#### Passage

○ ○ ○ ○

Explainer-How is the ‘war on the administrative state’ faring at the Supreme Court?

By John Kruzel

WASHINGTON (Reuters) – Three cases before the U.S. Supreme Court will help determine the advance of the conservative push called the “war on the administrative state” that aims to weaken federal agencies that regulate key aspects of American life and business.

The court, with a 6-3 conservative majority, is weighing cases challenging the power of federal agencies to issue regulations and enforce laws in areas ranging from finance to fish conservation, that could have far-reaching reverberations.

Administrative agencies have suffered major blows to their authority in recent years when challengers, often aligned with conservative and corporate interest groups, have faced off against Democratic President Joe Biden’s administration.

Belying its conservative lean, the court sided with the Biden administration’s COVID-19 vaccine requirement for healthcare facilities while blocking vaccination-or-testing mandate for large businesses. It is not clear how the justices will rule in the pending disputes – or whether they will go as far as challengers would like in decisions expected by June.

Here is an explanation of these cases and their possible consequences:


As it approaches its 40th birthday, a legal doctrine known as “Chevron deference” faces a murky future.

The court heard arguments on Thursday in two cases involving commercial fishermen seeking to sidestep fees for a government-run herring conservation program. The cases have exploded into a key battle in the broader war on the administrative state.

The fishermen, supported by billionaire Charles Koch’s network and other conservative groups, urged the justices to overturn or at least rein in the legal doctrine that stems from a 1984 precedent involving oil giant Chevron Corp and calls for judges to defer to federal agency interpretation of U.S. laws deemed to be ambiguous.

Some legal scholars have said that were the court to limit or eliminate Chevron deference, it would likely harm Democratic presidential administrations more than Republican ones, as Democrats are typically more interested in regulating industry.

The Biden administration urged the justices to preserve the doctrine, arguing it recognizes the need for agencies to “fill in the gaps” when legislation is ambiguous.

The questions posed by the justices did not reveal a clear majority willing to overturn the precedent but suggested the court could sharply limit its application. Some conservative justices seemed skeptical of the doctrine, while the court’s liberal justices appeared ready to preserve the doctrine’s deference to the expertise of agencies.

○ ○ ○ ○

#### Extracted entries

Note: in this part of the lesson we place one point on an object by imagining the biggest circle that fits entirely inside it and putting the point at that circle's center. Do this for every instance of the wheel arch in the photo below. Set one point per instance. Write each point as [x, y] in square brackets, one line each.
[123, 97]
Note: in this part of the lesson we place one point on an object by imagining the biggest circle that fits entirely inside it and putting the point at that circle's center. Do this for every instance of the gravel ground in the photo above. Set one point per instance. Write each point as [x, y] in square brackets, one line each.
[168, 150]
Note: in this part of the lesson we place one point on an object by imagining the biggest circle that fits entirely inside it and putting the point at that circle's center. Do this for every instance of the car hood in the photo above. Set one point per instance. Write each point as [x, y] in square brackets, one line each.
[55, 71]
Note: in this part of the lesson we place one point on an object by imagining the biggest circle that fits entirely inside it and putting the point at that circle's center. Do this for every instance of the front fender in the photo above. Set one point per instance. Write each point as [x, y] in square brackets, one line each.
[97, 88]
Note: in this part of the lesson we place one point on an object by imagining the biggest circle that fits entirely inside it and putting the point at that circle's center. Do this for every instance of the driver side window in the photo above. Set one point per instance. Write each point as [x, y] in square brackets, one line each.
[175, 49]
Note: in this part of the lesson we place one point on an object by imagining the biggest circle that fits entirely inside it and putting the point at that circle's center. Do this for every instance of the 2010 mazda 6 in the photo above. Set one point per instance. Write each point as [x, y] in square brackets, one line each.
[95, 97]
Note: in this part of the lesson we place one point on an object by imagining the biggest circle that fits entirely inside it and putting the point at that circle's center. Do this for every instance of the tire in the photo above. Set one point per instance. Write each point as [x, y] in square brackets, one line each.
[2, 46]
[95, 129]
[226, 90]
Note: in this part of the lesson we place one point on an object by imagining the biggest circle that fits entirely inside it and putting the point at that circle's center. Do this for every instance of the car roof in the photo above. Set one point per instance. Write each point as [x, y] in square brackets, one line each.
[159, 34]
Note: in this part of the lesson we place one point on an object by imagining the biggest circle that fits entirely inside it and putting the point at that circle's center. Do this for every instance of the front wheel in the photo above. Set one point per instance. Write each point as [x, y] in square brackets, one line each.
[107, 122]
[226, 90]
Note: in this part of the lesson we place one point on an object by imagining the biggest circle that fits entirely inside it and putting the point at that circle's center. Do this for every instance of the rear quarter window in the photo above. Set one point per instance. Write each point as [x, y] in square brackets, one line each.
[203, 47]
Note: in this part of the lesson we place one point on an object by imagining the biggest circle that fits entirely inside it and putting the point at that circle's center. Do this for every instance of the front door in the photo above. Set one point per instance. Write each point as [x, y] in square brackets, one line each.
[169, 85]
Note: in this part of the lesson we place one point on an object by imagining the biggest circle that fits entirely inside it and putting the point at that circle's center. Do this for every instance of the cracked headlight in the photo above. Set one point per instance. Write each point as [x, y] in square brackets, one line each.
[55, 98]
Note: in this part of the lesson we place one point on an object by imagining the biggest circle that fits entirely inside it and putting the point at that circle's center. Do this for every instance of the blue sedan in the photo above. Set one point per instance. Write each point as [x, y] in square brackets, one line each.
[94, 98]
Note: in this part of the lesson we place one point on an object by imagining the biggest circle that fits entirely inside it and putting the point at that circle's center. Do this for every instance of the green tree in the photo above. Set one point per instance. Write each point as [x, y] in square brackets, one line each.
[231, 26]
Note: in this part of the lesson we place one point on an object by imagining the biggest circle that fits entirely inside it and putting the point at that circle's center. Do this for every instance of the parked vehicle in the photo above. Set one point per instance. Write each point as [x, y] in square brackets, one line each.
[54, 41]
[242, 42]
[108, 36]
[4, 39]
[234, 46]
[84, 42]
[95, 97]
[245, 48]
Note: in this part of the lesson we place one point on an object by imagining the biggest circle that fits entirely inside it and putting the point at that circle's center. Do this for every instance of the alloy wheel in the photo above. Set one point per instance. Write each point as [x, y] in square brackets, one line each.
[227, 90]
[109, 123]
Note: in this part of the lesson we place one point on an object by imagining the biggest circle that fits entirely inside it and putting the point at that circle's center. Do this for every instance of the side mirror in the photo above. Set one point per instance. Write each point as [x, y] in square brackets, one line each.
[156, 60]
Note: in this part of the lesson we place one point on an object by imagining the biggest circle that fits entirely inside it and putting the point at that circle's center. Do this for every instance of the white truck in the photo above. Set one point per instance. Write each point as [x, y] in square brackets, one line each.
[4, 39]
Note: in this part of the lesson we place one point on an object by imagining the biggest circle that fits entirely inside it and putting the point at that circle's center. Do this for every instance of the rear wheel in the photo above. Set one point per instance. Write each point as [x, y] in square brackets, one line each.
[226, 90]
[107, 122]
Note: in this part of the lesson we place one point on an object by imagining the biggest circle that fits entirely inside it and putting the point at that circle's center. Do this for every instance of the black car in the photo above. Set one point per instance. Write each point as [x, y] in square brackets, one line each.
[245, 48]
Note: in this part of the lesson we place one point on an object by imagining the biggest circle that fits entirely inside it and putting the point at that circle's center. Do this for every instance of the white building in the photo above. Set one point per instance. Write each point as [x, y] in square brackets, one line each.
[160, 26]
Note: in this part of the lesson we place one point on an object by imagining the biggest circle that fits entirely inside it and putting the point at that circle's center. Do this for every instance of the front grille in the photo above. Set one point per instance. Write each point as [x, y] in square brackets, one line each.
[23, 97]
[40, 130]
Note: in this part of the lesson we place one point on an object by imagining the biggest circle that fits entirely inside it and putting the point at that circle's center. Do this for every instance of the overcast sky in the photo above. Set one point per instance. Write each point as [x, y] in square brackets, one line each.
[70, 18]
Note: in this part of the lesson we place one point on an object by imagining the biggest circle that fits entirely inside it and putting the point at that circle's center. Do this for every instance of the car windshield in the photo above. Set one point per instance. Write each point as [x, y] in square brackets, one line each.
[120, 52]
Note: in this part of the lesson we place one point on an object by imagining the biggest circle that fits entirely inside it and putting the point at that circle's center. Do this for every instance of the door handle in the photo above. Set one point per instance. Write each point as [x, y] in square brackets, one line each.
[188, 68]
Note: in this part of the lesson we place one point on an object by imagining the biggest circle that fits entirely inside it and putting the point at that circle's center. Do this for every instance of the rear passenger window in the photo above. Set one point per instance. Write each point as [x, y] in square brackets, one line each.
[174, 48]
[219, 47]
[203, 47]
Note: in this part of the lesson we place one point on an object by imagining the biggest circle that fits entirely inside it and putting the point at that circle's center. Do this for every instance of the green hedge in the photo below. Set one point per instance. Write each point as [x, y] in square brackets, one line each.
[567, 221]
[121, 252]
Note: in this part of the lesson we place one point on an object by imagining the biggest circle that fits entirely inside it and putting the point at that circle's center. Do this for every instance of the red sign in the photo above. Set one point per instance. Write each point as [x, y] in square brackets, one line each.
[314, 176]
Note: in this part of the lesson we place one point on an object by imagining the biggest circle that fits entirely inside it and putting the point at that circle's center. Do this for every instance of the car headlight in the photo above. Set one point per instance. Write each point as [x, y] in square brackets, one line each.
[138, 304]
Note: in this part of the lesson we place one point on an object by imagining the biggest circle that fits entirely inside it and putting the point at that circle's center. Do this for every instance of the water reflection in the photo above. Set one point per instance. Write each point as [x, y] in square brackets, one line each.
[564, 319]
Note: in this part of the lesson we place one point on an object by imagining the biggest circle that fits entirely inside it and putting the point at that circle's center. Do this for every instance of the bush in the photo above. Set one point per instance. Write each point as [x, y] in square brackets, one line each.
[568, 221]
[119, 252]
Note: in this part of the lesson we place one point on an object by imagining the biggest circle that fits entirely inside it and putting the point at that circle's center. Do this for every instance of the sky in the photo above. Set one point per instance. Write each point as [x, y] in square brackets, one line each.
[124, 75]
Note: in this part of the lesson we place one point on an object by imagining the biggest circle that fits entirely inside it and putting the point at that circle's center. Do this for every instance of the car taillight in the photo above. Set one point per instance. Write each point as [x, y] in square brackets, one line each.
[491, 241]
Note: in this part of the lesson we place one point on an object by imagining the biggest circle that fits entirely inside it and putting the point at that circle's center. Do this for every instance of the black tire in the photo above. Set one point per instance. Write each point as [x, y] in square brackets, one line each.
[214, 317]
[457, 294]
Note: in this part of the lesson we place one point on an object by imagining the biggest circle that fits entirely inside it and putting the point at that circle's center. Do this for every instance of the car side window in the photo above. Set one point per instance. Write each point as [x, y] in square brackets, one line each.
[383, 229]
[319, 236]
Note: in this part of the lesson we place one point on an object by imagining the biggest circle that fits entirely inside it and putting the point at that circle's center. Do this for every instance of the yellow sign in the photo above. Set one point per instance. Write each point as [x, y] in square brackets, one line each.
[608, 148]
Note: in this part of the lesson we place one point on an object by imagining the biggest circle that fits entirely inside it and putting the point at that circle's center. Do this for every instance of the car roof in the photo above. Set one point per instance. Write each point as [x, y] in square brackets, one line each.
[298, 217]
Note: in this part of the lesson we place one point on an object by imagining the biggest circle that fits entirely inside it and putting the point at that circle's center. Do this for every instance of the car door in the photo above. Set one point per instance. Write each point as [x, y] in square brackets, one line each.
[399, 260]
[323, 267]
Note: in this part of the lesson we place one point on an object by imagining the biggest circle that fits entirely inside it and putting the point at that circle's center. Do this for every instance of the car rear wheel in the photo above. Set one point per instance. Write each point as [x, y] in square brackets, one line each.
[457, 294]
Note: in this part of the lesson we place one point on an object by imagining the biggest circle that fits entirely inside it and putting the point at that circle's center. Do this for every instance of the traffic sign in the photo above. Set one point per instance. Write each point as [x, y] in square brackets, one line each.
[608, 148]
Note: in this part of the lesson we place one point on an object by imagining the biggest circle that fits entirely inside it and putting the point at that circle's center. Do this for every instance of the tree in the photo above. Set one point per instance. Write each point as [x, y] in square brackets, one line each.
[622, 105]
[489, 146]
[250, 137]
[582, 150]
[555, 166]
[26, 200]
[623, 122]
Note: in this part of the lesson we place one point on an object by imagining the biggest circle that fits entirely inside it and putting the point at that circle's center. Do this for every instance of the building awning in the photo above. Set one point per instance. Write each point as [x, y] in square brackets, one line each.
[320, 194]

○ ○ ○ ○

#### Required actions
**A.** In the Supreme Court explainer above, reproduce word for word the part that opens with the words containing "Belying its conservative" and closes with "the administrative state.".
**B.** In the Supreme Court explainer, what kind of program do the commercial fishermen want to avoid paying fees for?

#### Results in order
**A.**
Belying its conservative lean, the court sided with the Biden administration’s COVID-19 vaccine requirement for healthcare facilities while blocking vaccination-or-testing mandate for large businesses. It is not clear how the justices will rule in the pending disputes – or whether they will go as far as challengers would like in decisions expected by June.

Here is an explanation of these cases and their possible consequences:


As it approaches its 40th birthday, a legal doctrine known as “Chevron deference” faces a murky future.

The court heard arguments on Thursday in two cases involving commercial fishermen seeking to sidestep fees for a government-run herring conservation program. The cases have exploded into a key battle in the broader war on the administrative state.

**B.** A government-run herring conservation program.